# [EXERCISE OBJECTIVE]
Nothing may be dropped or altered: reproduce all the data.

--- start TASK MATERIAL ---

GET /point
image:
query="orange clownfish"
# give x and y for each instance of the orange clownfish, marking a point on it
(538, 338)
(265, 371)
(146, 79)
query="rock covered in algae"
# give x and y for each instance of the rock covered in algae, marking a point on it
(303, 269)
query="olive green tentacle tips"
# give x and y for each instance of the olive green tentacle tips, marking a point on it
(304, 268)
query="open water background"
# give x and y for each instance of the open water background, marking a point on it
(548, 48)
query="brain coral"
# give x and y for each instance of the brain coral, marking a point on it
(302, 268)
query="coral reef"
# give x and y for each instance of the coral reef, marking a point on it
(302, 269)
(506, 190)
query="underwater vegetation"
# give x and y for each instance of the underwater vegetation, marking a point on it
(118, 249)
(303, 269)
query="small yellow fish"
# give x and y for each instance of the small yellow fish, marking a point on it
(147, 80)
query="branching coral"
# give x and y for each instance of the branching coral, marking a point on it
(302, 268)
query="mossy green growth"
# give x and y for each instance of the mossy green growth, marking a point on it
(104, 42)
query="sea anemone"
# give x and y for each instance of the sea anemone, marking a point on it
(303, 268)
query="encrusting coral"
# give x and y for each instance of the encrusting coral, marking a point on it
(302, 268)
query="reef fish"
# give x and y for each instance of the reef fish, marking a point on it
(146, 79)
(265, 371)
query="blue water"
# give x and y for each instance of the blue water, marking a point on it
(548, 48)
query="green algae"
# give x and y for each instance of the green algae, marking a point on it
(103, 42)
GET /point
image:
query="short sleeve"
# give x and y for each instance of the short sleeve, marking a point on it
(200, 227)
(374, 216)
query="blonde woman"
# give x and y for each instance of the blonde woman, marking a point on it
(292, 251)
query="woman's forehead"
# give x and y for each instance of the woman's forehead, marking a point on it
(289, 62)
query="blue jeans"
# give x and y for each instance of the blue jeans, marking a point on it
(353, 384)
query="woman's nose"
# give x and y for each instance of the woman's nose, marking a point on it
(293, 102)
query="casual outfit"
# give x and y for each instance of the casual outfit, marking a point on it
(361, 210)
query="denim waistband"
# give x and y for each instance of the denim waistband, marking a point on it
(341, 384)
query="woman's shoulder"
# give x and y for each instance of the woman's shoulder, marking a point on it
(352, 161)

--- end TASK MATERIAL ---

# [THE RESULT]
GET /point
image:
query="orange clownfish"
# give x and y for each instance of the orange clownfish, marking a point on it
(538, 338)
(265, 371)
(146, 79)
query="rock covered in algae"
# give x and y for each instance of the rock covered in algae, marking a point on it
(303, 269)
query="olive green tentacle tips"
# give x and y for each instance of the olive green tentacle tips, marking a point on it
(304, 268)
query="open water background"
# give x and y for each instance of the open water background, marking a point on it
(548, 48)
query="brain coral"
# give x and y for each instance of the brain coral, marking a point on it
(302, 268)
query="coral reef"
# give x and y for each instance of the coral reef, marking a point on it
(302, 269)
(506, 190)
query="underwater vegetation"
# give x and y for each instance of the underwater vegetation, marking a point on it
(118, 249)
(303, 269)
query="small yellow fish"
# give x and y for each instance of the small yellow fish, marking a point on it
(147, 80)
query="branching coral"
# give x and y for each instance of the branching coral, marking a point on it
(302, 268)
query="mossy green growth"
# give x and y for each instance of the mossy green growth, marking a point on it
(104, 42)
query="sea anemone"
# give x and y for each instance of the sea anemone, marking a point on it
(303, 268)
query="encrusting coral"
# give x and y for each instance of the encrusting coral, marking a point on it
(302, 268)
query="reef fish"
# give x and y for each instance of the reef fish, marking a point on it
(146, 79)
(265, 371)
query="blue water"
# give x and y for each instance of the blue water, marking a point on it
(548, 48)
query="green algae"
# give x and y for each instance of the green algae, marking a point on it
(103, 42)
GET /point
image:
query="short sleeve"
# give x and y for each instance of the short sleeve, marking a point on it
(200, 227)
(374, 216)
query="blonde woman"
# give x and y for each instance of the blonde woman, marking a point on it
(292, 251)
query="woman's forehead"
# give x and y for each instance of the woman's forehead, marking a point on it
(289, 62)
query="blue jeans"
# give x and y for each instance of the blue jeans, marking a point on it
(353, 384)
query="woman's nose"
# give x and y for each instance of the woman's nose, marking a point on it
(293, 102)
query="casual outfit"
# give x and y for each instance of the casual outfit, marking a point on it
(361, 210)
query="denim waistband"
# give x and y for each instance of the denim waistband, marking a point on it
(341, 384)
query="woman's shoulder"
# give x and y for each instance of the woman's shoulder, marking a point on it
(352, 161)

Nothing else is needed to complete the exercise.